*Task instructions*
Would you write out all of the records below word for word, leaving out the pictures?

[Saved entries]
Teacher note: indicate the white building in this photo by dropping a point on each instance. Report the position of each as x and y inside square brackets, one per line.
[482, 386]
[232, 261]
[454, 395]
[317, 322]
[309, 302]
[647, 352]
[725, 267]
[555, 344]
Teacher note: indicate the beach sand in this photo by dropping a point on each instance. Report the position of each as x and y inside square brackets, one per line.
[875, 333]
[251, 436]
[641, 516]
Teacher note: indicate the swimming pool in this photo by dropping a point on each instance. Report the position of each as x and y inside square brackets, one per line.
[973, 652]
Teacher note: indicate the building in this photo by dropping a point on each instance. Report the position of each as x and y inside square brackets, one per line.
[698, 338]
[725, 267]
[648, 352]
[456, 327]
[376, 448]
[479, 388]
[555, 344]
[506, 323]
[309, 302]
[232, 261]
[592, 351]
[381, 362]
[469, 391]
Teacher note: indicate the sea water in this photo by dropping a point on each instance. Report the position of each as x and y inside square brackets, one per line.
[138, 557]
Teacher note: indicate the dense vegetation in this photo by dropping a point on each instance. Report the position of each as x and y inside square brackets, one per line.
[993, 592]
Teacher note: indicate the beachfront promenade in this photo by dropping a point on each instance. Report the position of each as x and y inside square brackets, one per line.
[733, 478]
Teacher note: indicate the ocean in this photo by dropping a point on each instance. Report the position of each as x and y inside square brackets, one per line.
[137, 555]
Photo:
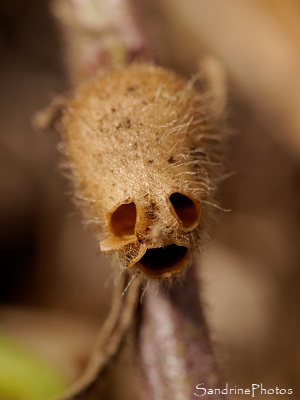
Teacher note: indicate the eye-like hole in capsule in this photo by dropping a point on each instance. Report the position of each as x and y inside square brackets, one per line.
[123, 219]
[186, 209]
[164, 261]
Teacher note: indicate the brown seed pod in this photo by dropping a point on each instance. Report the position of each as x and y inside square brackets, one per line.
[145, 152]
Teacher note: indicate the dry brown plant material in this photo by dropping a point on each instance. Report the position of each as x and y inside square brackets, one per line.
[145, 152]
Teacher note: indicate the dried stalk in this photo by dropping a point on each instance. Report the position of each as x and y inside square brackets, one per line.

*Right answer*
Teacher note: indicate the white building in this photo by dropping a point on each instance. Report the position of each as x and y inside square brackets, one per line.
[482, 386]
[232, 261]
[454, 395]
[317, 322]
[309, 302]
[647, 352]
[725, 267]
[555, 344]
Teacher note: indicate the beach sand in this photo by dropping a point on each instance. Report the position of each as x and y inside square brackets, one per line.
[875, 333]
[251, 436]
[641, 516]
Teacher note: indicate the swimming pool in this photo by dropping a point on each instance. Report the position of each as x and y inside square brackets, one per line.
[973, 652]
Teacher note: indicate the building in this photo by dropping a point on each instance. Report the position of each as x and y inside square brackets, one per line.
[698, 338]
[725, 267]
[648, 352]
[456, 327]
[376, 448]
[479, 388]
[555, 344]
[506, 323]
[309, 302]
[232, 261]
[592, 351]
[381, 362]
[469, 391]
Teacher note: indicate the sea water in this photo by dropping a point on each instance. Report the position of each as x and y inside square brackets, one per line.
[138, 557]
Teacher note: indicate the dense vegetation in this photo by dropping a point on each instance. Report the position of each as x and y inside square brackets, one per line.
[993, 592]
Teacher note: indicate the beachfront promenade in this photo by dropping a point on each instance. Report the position of each as x and y inside square brackets, one per line.
[733, 478]
Teacher note: indicate the ocean in this photo by dropping a point on each instance. Report the position of each as x and y inside square brackets, one per line.
[137, 555]
Photo:
Teacher note: indicate the eye-like hole in capsule in this photo by dropping a point on each instance. Report the position of each as x and y inside square brackets, one per line.
[123, 219]
[186, 209]
[164, 261]
Teacher note: indicate the brown seed pod in this photo by dropping a point on each instance. Report the position of each as x and y inside square brackets, one per line.
[145, 152]
Teacher note: indicate the dry brown plant material in this photo by dropping a point on each instance. Report the position of each as x and y inside square brackets, one per line.
[145, 152]
Teacher note: indicate the dried stalk in this photo by dropping a point on each instance. Report the position of each as x and y inside square brackets, one per line.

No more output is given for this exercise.